START Extract

Unfortunately, lots of people who think they’re anonymous can be easy to find online. She tells us about “the Craigslist experiment.” A troll – RFJason – took an ad from Craigslist in which a woman solicited fulfillment of an intense BDSM fantasy, and posted it on Craiglist in another city. He rapidly got over 100 responses, some of which included photos of faces and private parts, and he published all the responses on the Internet, including contact info. The experiment ruined several people’s lives, costing some people relationships and jobs. “The people who responded didn’t make a correct risk assessment in answering that ad.”
Posting an ad like the Craigslist one, she tells us, might be a form of online exhibitionism, pure fantasy. “Posting an ad like the craigslist one might be a lifeline for the person who posted it.” But “ust because someone has a fantasy doesn’t mean they want it to come true in real life.” It’s important to remember this in systems like Second Life as well – people might be engaging in sexual roleplay wearing avatars that don’t share their own gender – this isn’t neccesarily a way of engaging in homosexual impulses – it’s something more complicated… and it can be very disturbing for those attached to having cybersex with people who are the gender they’ve portrayed themselves to be. “Guaranteed gender matters to some – certainly not to all.”
Some bloggers have managed to write about their sex lives and remain anonymous – it requires being very, very careful. She lists Eros blogas an author who has protected her identity for several years. “Girl With a One Track Mind” wasn’t so lucky. She blogged as “Abby Lee” and documented her sexual experiences, eventually publishing a book based on the blog. She was outed in the UK tabloids three days after publishing the book. In her real identity, Zoe Margolis, she lost her job in the film industry, wasn’t made rich by the book, and had the embarrasing experience of having her ex-lovers read precisely what she thought of them.
“We should be participants, never victims. That’s me. I know that to be online is to be sexualized.” In her sex counseling, she talks about “safer sex” – sex is never 100% safe. People make poor choices, but we can educate them to the risks and help them make better ones.

END Extract

* _Required actions_
1. In the passage on online sexual anonymity, how long after publishing her book was the blogger behind "Girl With a One Track Mind" outed in the UK tabloids?
2. Continue the passage on online sexual anonymity from where it stops.

START Provided material

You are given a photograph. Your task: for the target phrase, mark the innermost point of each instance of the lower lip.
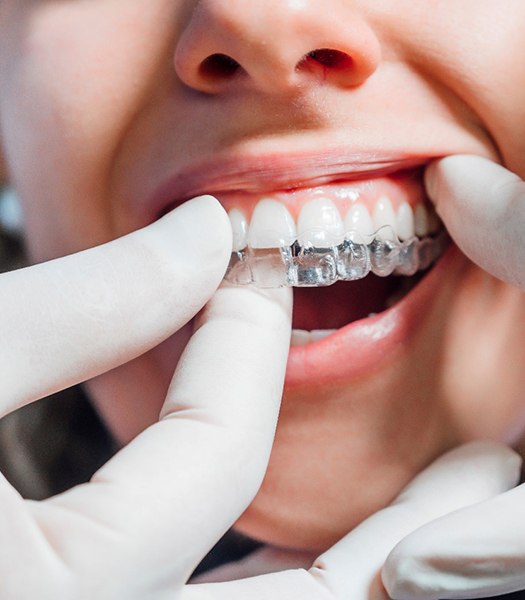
(362, 347)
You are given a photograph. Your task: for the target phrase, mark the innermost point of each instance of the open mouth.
(310, 210)
(371, 242)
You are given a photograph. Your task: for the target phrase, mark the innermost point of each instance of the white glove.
(147, 518)
(351, 570)
(483, 207)
(479, 551)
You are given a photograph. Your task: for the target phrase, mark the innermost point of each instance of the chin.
(352, 434)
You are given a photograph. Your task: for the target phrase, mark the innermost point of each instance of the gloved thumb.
(482, 204)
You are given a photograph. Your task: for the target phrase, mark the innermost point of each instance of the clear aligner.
(306, 265)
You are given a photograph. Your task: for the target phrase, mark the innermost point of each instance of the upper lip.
(276, 172)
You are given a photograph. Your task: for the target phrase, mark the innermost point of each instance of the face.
(113, 111)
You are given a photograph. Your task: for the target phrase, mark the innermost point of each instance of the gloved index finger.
(169, 495)
(482, 205)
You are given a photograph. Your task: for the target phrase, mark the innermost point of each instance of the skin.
(88, 133)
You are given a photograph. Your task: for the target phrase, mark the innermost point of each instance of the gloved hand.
(351, 569)
(146, 519)
(483, 207)
(480, 551)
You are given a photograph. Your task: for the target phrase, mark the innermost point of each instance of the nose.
(274, 45)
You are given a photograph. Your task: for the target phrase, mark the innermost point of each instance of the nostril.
(219, 66)
(328, 58)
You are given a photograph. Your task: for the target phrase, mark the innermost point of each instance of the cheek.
(343, 453)
(74, 80)
(483, 364)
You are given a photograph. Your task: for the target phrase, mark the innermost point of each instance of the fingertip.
(197, 234)
(401, 575)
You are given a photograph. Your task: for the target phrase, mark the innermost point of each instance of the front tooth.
(421, 221)
(358, 220)
(433, 222)
(300, 337)
(239, 229)
(320, 224)
(271, 226)
(405, 222)
(384, 215)
(320, 334)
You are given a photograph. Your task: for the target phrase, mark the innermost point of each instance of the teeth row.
(310, 266)
(320, 224)
(301, 337)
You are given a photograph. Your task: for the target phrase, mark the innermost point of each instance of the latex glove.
(351, 570)
(483, 207)
(139, 528)
(476, 552)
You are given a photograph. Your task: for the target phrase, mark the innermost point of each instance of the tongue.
(339, 304)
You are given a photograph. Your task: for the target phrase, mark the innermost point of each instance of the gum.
(307, 266)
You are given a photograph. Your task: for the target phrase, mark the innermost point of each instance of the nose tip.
(275, 45)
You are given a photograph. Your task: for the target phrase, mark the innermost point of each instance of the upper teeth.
(320, 223)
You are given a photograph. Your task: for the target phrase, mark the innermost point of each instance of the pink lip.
(360, 348)
(274, 172)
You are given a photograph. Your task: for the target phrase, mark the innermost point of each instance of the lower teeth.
(308, 266)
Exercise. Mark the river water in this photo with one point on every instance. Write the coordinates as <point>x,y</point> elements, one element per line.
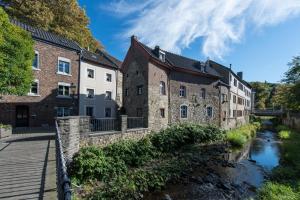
<point>247,171</point>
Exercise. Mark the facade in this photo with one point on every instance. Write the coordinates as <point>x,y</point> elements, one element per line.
<point>55,87</point>
<point>99,85</point>
<point>166,88</point>
<point>239,97</point>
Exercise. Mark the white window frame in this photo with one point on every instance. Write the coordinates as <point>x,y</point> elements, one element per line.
<point>87,73</point>
<point>38,89</point>
<point>70,66</point>
<point>186,111</point>
<point>111,94</point>
<point>86,92</point>
<point>91,107</point>
<point>38,61</point>
<point>111,77</point>
<point>105,112</point>
<point>212,111</point>
<point>180,91</point>
<point>63,84</point>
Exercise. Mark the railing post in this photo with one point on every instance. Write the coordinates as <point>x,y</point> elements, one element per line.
<point>123,123</point>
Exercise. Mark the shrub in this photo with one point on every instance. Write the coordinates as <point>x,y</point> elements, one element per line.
<point>133,153</point>
<point>91,163</point>
<point>277,191</point>
<point>284,134</point>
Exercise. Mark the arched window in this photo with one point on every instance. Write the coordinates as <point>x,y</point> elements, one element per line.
<point>209,111</point>
<point>183,111</point>
<point>203,93</point>
<point>182,91</point>
<point>162,88</point>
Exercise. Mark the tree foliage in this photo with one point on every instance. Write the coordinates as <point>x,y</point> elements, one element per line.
<point>16,56</point>
<point>64,17</point>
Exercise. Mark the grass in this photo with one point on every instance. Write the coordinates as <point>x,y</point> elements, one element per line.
<point>239,136</point>
<point>285,179</point>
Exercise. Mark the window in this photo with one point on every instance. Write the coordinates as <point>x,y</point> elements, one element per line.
<point>90,73</point>
<point>34,90</point>
<point>63,111</point>
<point>89,111</point>
<point>35,64</point>
<point>203,93</point>
<point>235,82</point>
<point>64,66</point>
<point>182,91</point>
<point>183,111</point>
<point>162,113</point>
<point>108,95</point>
<point>162,56</point>
<point>90,93</point>
<point>107,112</point>
<point>63,89</point>
<point>209,112</point>
<point>224,98</point>
<point>139,112</point>
<point>162,88</point>
<point>139,90</point>
<point>108,77</point>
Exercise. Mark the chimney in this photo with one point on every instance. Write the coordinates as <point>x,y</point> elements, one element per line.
<point>133,38</point>
<point>240,74</point>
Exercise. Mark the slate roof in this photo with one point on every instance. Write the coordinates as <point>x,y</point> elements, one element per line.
<point>101,58</point>
<point>52,38</point>
<point>183,62</point>
<point>213,63</point>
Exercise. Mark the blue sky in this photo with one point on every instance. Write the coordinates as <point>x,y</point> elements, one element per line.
<point>258,39</point>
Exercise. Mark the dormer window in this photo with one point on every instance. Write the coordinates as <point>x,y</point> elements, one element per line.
<point>162,56</point>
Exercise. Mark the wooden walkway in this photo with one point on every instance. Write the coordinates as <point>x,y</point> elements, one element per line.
<point>27,167</point>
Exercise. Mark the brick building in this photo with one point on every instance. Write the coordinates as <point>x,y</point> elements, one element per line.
<point>55,88</point>
<point>166,88</point>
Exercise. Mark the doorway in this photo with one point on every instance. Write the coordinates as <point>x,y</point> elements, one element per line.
<point>22,116</point>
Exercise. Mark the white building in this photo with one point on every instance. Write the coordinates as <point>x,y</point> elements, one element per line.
<point>99,81</point>
<point>240,95</point>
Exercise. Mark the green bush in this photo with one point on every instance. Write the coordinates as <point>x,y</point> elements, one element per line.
<point>277,191</point>
<point>133,153</point>
<point>284,134</point>
<point>91,163</point>
<point>239,136</point>
<point>178,135</point>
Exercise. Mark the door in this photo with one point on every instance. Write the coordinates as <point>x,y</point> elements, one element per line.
<point>22,116</point>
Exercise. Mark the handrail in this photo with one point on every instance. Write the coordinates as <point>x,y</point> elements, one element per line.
<point>62,180</point>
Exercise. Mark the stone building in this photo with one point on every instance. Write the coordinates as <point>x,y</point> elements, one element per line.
<point>166,88</point>
<point>55,88</point>
<point>239,98</point>
<point>100,85</point>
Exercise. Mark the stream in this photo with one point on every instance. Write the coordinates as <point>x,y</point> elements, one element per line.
<point>237,175</point>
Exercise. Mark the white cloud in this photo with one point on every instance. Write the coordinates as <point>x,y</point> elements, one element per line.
<point>175,24</point>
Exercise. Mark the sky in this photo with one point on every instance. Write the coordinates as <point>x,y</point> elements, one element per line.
<point>258,37</point>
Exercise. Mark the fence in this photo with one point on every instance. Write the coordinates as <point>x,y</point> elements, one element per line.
<point>104,124</point>
<point>62,179</point>
<point>135,122</point>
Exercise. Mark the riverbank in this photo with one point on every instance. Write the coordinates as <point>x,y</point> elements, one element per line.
<point>129,169</point>
<point>285,179</point>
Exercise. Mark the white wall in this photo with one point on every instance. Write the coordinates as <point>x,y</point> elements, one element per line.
<point>100,86</point>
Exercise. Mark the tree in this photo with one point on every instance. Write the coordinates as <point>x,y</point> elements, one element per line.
<point>16,56</point>
<point>63,17</point>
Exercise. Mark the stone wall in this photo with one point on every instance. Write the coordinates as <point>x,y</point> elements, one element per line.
<point>5,131</point>
<point>292,120</point>
<point>196,104</point>
<point>106,138</point>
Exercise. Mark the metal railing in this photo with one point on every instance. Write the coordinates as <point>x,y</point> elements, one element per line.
<point>62,180</point>
<point>135,122</point>
<point>104,124</point>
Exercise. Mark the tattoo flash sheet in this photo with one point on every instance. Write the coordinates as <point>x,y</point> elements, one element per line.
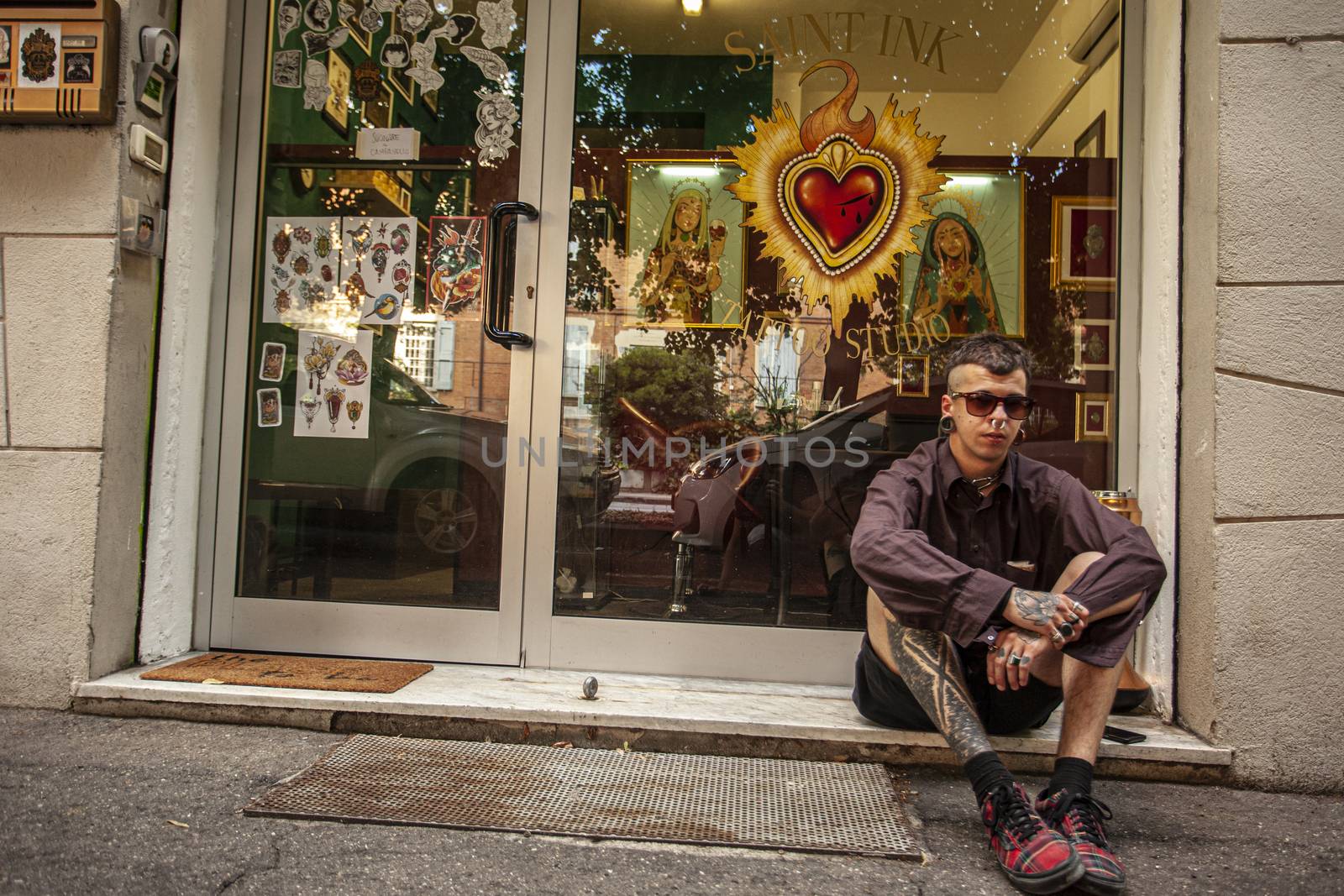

END Provided material

* _Responses to the exercise_
1. Three days after the book came out.

2.
So Blue uses her real name and talks about her blogging policy with all lovers. She now no longer will date people who want their sexual experiences to be kept out of the blog. “My events and experiences are always real. I own who I am. My lovers are real.”
She outlines some of the perils of sex blogging – her article on Wikipedia is vandalized regularly, and she’s received three death threats since she began writing for the Chronicle – all of which she’s posted on her site. The upside – she gets a lot of mail from people who thank her for publishing online, for speaking honestly and frankly about these matters.
Her talk was a bit staged and prepared for my taste, but hey, I suspect that if I stood in front of 200 people and talked about my sex life, I’d have some very careful notes as well. I can’t chalenge her assertions about the sexualization of online life, much as I’d like to – I’m not female, don’t write about sex, and there doesn’t appear to be a widespread fetish for balding, overweight geeks who write about foreign policy. But I would offer a mild caution on the subject of online anonymity. It’s not impossible to be anonymous online – it’s just very difficult to do it right. There are good reasons to try to be completely anonymous online, many of them non-sexual, but it’s a provocative challenge to think about whether one really needs to be hidden when people like Blue are this out in public.